### What the task requires
Each entry needs to be reproduced exactly as it is.

(Collected data)
+--

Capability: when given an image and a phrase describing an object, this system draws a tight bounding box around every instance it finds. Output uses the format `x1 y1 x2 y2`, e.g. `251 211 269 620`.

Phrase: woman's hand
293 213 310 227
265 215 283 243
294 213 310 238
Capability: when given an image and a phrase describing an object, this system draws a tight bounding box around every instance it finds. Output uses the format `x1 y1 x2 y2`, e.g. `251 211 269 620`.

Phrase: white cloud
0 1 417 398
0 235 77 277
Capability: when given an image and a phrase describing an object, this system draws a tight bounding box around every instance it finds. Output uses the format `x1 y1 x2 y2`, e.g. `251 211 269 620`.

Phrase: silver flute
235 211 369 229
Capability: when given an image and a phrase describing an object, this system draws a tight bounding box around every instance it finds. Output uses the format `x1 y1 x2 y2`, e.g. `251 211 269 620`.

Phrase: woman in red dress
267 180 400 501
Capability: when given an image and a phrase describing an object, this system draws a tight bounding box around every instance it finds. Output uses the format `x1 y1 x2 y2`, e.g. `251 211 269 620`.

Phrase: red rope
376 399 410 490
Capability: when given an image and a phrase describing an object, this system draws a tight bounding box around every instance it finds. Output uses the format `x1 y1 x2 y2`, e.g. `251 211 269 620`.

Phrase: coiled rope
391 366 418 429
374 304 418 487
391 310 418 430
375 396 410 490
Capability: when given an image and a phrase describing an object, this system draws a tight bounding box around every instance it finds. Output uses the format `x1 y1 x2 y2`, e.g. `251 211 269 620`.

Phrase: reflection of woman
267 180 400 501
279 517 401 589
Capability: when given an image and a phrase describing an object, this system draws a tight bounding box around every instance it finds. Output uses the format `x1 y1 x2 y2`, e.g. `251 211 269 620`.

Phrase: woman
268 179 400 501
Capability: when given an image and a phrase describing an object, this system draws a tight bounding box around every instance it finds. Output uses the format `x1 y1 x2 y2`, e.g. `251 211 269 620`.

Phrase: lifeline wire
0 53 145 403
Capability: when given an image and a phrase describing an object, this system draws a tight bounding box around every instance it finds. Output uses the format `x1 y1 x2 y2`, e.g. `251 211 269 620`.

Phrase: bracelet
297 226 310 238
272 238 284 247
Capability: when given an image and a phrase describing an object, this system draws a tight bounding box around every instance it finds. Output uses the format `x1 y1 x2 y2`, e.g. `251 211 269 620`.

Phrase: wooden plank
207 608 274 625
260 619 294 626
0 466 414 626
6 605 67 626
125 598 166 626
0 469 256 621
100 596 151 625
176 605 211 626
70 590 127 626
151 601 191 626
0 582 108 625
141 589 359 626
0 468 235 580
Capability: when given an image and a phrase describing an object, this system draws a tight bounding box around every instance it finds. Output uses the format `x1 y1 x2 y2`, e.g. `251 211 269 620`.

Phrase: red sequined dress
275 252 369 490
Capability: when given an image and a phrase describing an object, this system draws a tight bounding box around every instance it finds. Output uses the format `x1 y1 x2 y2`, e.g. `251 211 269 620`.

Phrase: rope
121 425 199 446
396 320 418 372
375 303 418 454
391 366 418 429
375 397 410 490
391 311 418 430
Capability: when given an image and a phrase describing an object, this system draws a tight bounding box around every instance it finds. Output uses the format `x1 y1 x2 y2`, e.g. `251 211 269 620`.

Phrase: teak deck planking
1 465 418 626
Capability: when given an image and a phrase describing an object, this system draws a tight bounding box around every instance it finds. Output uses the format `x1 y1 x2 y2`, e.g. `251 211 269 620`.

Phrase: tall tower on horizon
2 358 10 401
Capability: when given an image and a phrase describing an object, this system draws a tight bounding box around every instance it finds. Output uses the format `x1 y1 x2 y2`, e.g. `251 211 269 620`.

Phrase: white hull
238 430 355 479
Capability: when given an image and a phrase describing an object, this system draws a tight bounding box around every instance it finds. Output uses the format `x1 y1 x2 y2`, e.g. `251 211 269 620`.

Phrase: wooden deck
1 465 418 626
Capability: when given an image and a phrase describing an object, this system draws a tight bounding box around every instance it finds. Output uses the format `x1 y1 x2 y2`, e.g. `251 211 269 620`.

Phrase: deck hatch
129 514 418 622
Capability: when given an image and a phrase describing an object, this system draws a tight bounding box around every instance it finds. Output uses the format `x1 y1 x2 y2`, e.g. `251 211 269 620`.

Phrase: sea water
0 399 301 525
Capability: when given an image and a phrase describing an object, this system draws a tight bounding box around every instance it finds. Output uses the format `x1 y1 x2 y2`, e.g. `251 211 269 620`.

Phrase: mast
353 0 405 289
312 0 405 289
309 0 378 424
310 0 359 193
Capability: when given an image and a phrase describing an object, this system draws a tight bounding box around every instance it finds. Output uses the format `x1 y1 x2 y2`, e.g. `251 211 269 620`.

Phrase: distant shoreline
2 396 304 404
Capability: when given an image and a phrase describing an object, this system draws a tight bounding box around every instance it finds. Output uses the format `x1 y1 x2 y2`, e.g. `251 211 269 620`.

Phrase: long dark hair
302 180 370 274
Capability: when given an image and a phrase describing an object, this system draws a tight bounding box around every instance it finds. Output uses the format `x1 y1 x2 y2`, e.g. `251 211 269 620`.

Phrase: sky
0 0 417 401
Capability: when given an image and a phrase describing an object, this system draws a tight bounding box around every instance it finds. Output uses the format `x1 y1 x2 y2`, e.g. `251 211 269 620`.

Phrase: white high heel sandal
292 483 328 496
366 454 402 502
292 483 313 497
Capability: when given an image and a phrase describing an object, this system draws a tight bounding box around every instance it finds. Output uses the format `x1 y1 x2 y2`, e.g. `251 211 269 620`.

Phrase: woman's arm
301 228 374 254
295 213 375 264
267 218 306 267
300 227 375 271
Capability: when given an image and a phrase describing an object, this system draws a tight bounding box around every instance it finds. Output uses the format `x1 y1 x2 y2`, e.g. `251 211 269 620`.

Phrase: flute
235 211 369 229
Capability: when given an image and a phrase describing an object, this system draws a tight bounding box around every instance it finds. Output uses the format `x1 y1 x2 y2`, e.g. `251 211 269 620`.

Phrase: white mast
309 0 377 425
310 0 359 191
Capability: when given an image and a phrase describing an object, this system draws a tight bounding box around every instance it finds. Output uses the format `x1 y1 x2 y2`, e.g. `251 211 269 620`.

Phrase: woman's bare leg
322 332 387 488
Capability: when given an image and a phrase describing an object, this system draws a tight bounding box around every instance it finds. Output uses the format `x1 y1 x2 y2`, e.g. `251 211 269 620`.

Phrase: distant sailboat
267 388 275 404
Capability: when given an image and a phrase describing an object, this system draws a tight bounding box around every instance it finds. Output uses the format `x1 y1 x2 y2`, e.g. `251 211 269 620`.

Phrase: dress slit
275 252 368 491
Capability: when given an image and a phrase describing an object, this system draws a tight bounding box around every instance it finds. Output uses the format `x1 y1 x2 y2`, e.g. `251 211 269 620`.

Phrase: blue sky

+--

### Task response
Capability: when given an image and a phrase describing an object, this system draws a tight bounding box around every instance it finds. Output uses the format `x1 y1 x2 y2`, e.g. `251 211 269 620`.

Phrase: woman's hand
293 213 310 227
265 215 283 243
294 213 310 238
Capability: when given an image and a phrase describing an object, this system draws a tight bounding box around every instance it finds. Output uses the format `x1 y1 x2 y2`, e.g. `251 211 269 620`.

Phrase: white cloud
0 1 417 398
0 235 77 277
Capability: when given an image and a phrase describing an object, this system draws a tight bounding box around every instance it finds. Output uses the format `x1 y1 x2 y2`, e.g. `251 211 269 620`.

Phrase: silver flute
235 211 369 229
Capability: when given an image and a phrase describing an object, this system draws a tight bounding box around every instance it finds. Output uses the format `x1 y1 x2 y2`, e.g. `251 211 269 620`.

Phrase: woman in red dress
267 180 400 501
Capability: when given an image and a phrase describing an object, this system draws a tight bounding box around every instance it finds. Output uses the format `x1 y1 x2 y2`, e.g. `251 211 269 620`.

Phrase: red rope
376 399 410 490
Capability: when given an image and a phrase describing an object, this system draws a tight bounding box around every instance it finds. Output uses the format `x1 y1 x2 y2`, e.g. `251 211 269 620`.

Phrase: coiled rope
391 366 418 429
374 304 418 487
391 310 418 430
375 396 410 490
Capability: when given an image and a phrase describing an object, this system draws a tight bounding box around every instance it finds. Output uses the format `x1 y1 x2 y2`, e.g. `251 211 269 620`.

Phrase: reflection of woman
267 180 400 501
279 517 401 589
Capability: when given an image and a phrase describing an object, this system draws a tight bounding box around every instance it finds. Output uses the format `x1 y1 x2 y2`, e.g. `251 211 269 620`.

Phrase: woman
268 179 400 501
Capability: when given an image and a phrase describing an object, this system draws a tight bounding box around every instance it finds. Output uses the format `x1 y1 x2 y2`, e.g. `251 211 269 620`.

Phrase: lifeline wire
0 53 145 403
Capability: when given an image and a phrase describing an object, this system draws a tight bounding box around every instance it finds. Output uses the format `x1 y1 x2 y2`, e.g. `251 211 269 620`.

Phrase: bracelet
297 226 310 238
272 238 284 247
Capability: when given an image and a phrase describing an object, this system draws a tight bounding box around every instance it finds. Output uses the format `x1 y1 x2 y2`, e.g. `251 211 269 620`.

Phrase: wooden plank
207 608 274 625
260 619 294 626
0 466 414 626
6 605 67 626
125 598 166 626
0 469 256 621
100 596 151 625
176 605 211 626
70 590 127 626
151 601 191 626
0 582 108 625
141 589 359 626
0 468 235 580
Capability: when given an image and a phrase describing an object, this system draws a tight bounding box around every instance it finds. Output uses the format `x1 y1 x2 y2`, e.g. `251 211 269 620`.

Phrase: red sequined dress
275 252 369 490
Capability: when given an image and a phrase describing an object, this system draws a tight bounding box around every instance it finds. Output uses the format `x1 y1 x2 y2`, e.g. `251 211 269 620`.

Phrase: rope
121 425 199 446
396 320 418 372
375 303 418 454
391 366 418 429
375 397 410 490
391 311 418 430
Capability: when given an image and a phrase describing an object, this system draws a tight bounding box around every instance it finds. Output uses the format `x1 y1 x2 y2`, e.g. `251 211 269 620`.

Phrase: teak deck planking
1 465 418 626
Capability: when given an image and a phrase describing an object, this system draws a tight bounding box around every instance it finds. Output uses the format `x1 y1 x2 y2`, e.g. `251 211 269 620`.

Phrase: tall tower on horizon
2 358 10 401
Capability: when given an image and a phrase describing an object, this system draws a tight bounding box around every instance it finds. Output uses the format `x1 y1 x2 y2`, e.g. `251 211 269 620`.

Phrase: white hull
238 430 355 479
Capability: when given an image and a phrase describing an object, this system draws a tight bounding box around every instance it finds. Output uses the format `x1 y1 x2 y2`, e.g. `251 211 269 620`.

Phrase: wooden deck
1 465 418 626
Capability: when given an image and a phrase describing an object, this system draws a tight bounding box around every instance it finds. Output uses the format `x1 y1 x2 y2`, e.g. `251 211 269 620`.

Phrase: deck hatch
129 514 418 622
Capability: when given an image and a phrase describing an object, this system draws a tight bounding box around every instance it finds. Output uses the format `x1 y1 x2 y2`, e.g. `251 211 269 620`.

Phrase: sea water
0 399 301 525
Capability: when given an image and a phrase describing an object, this system draws a tight bounding box around every instance it finds. Output uses the format `x1 y1 x2 y2`, e.g. `251 211 269 620`.

Phrase: mast
353 0 405 289
312 0 405 289
309 0 378 424
310 0 359 193
Capability: when given an image and a phrase describing an object, this system draws a tight bounding box around every instance it finds. Output uses the format `x1 y1 x2 y2`, e.g. `251 211 269 620`.

Phrase: distant shoreline
2 396 304 404
Capability: when given an image and a phrase describing an object, this system draws a tight bounding box around every instance it finds. Output uses the format `x1 y1 x2 y2`, e.g. `251 211 269 620`.

Phrase: long dark hair
302 180 370 274
Capability: when given an image and a phrase describing an object, this system draws a tight bounding box around every instance it finds. Output uses the format `x1 y1 x2 y2`, e.g. `251 211 269 620`.

Phrase: sky
0 0 417 401
Capability: when given an image and a phrase describing an object, this system draws a tight bounding box around every instance it finds. Output uses the format `x1 y1 x2 y2`, e.g. `251 211 269 620`.

Phrase: white high heel sandal
292 483 328 496
366 454 402 502
292 483 313 497
Capability: when given an image and a phrase describing an object, this system draws a tight bounding box around every instance it finds. Output uses the format `x1 y1 x2 y2`, e.g. `251 211 269 620`.

Phrase: woman's arm
301 228 374 254
295 213 375 264
267 218 306 267
300 227 375 271
Capability: when given an image and a phrase describing an object, this system draws a tight bounding box around every instance it finds. Output uses the format `x1 y1 x2 y2`, e.g. `251 211 269 620`.

Phrase: flute
235 211 369 229
Capability: when given an image and a phrase describing an object, this system draws a tight bounding box around every instance it finds. Output uses the format `x1 y1 x2 y2`, e.g. `251 211 269 620`.

Phrase: white mast
309 0 377 425
310 0 359 191
Capability: when given an image and a phrase describing an object, this system draws a tight bounding box around every instance it finds. Output uses the format `x1 y1 x2 y2`, e.g. `251 211 269 620`.

Phrase: woman's bare leg
322 332 387 488
Capability: when given an image and a phrase describing an object, this system draws a tight bounding box around every instance it finds. Output uses the format `x1 y1 x2 y2`, e.g. `251 211 269 620`.

Phrase: distant sailboat
267 388 275 404
Capability: when given an image and a phrase describing an object, this system draws a tight bounding box around every instance it finds. Output uses the format `x1 y1 x2 y2`, e.g. `251 211 269 620`.

Phrase: dress slit
275 252 368 491
Capability: when given an image and a phrase describing an object, this system draws a tight bounding box around every instance it finds. Output uses the format `x1 y1 x2 y2`, e.g. `251 211 269 620`.

Phrase: blue sky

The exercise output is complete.